(Coordinate labeling data)
>>>>

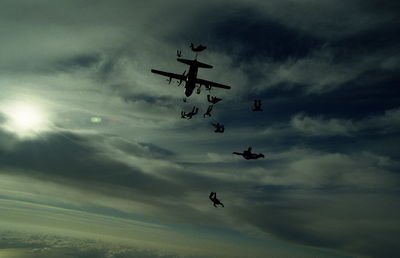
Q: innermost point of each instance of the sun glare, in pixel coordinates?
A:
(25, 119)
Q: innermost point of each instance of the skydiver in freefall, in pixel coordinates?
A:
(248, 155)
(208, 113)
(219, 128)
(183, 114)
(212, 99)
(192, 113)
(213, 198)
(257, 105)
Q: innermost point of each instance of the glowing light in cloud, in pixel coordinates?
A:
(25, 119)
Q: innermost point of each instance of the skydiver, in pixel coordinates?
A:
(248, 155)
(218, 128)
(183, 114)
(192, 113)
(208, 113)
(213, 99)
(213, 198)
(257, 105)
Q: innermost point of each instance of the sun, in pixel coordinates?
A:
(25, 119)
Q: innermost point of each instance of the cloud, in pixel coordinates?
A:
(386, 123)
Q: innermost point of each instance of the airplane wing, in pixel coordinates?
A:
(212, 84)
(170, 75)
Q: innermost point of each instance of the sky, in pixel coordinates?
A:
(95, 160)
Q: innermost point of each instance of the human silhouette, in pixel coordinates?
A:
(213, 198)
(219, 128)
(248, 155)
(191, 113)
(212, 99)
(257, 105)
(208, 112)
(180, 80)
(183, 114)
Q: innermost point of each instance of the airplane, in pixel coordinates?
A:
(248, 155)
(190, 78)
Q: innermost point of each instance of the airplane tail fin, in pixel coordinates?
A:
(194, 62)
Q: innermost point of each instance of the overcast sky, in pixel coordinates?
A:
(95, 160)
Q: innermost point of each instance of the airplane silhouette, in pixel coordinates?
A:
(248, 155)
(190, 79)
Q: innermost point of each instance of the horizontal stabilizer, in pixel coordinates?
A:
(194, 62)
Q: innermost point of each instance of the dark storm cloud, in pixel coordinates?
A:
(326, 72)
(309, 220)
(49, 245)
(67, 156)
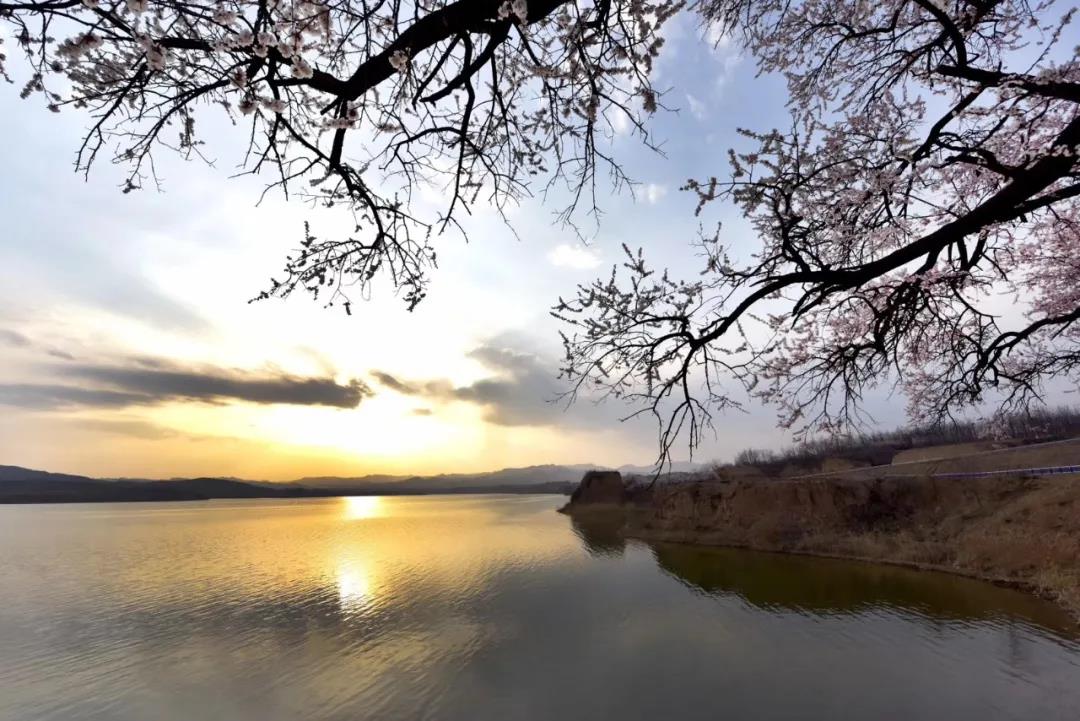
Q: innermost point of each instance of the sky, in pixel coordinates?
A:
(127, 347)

<<<<

REQUIRED WORK: Revise the data above by replacing every "pixel coordinates" with "image coordinates", keeping everything else unchanged, and leave the pictures out of your answer.

RESPONSE:
Q: innermost point of each instance of the sun glare, in image coordinates?
A:
(25, 119)
Q: innermost point of each instance of the skydiver in freefall, in image coordinates?
A:
(248, 155)
(208, 113)
(219, 128)
(183, 114)
(212, 99)
(192, 113)
(213, 198)
(257, 105)
Q: innermost point of each instance of the glowing light in cloud, in image coordinates?
A:
(25, 119)
Q: innermost point of each instance of the skydiver, in image coordinates?
A:
(248, 155)
(218, 128)
(183, 114)
(192, 113)
(208, 113)
(213, 99)
(213, 198)
(257, 105)
Q: innermost point of each instance of the sun, in image coordinates?
A:
(25, 119)
Q: innermost point of each instance of the cloud, in image coordinates?
A:
(386, 123)
Q: innermost point of each instance of the airplane wing, in image coordinates?
A:
(212, 84)
(170, 75)
Q: innermost point of each instance of the sky, in image coordinates?
A:
(95, 160)
Q: innermost point of each instance of the human silhouette, in image coordinates?
A:
(213, 198)
(219, 128)
(248, 155)
(191, 113)
(212, 99)
(257, 105)
(208, 112)
(180, 80)
(183, 114)
Q: innermost point of each instance of the airplane, in image coordinates?
A:
(248, 155)
(190, 78)
Q: innermost point of each instance of the airplane tail fin, in image coordinates?
A:
(194, 62)
Q: innermost point of each instance of the overcast sky, in image coordinates?
A:
(95, 160)
Q: innermost point of each instance of the airplane silhouette, in image coordinates?
A:
(248, 155)
(190, 79)
Q: innermost point of each instance of the horizontal stabilizer, in image coordinates?
A:
(194, 62)
Q: innermost point of each instance of the dark storm cloud, in image coordinates?
A:
(326, 72)
(309, 220)
(49, 245)
(67, 156)
Q: innermost point of each instance of the sky, in image coordinates?
A:
(127, 347)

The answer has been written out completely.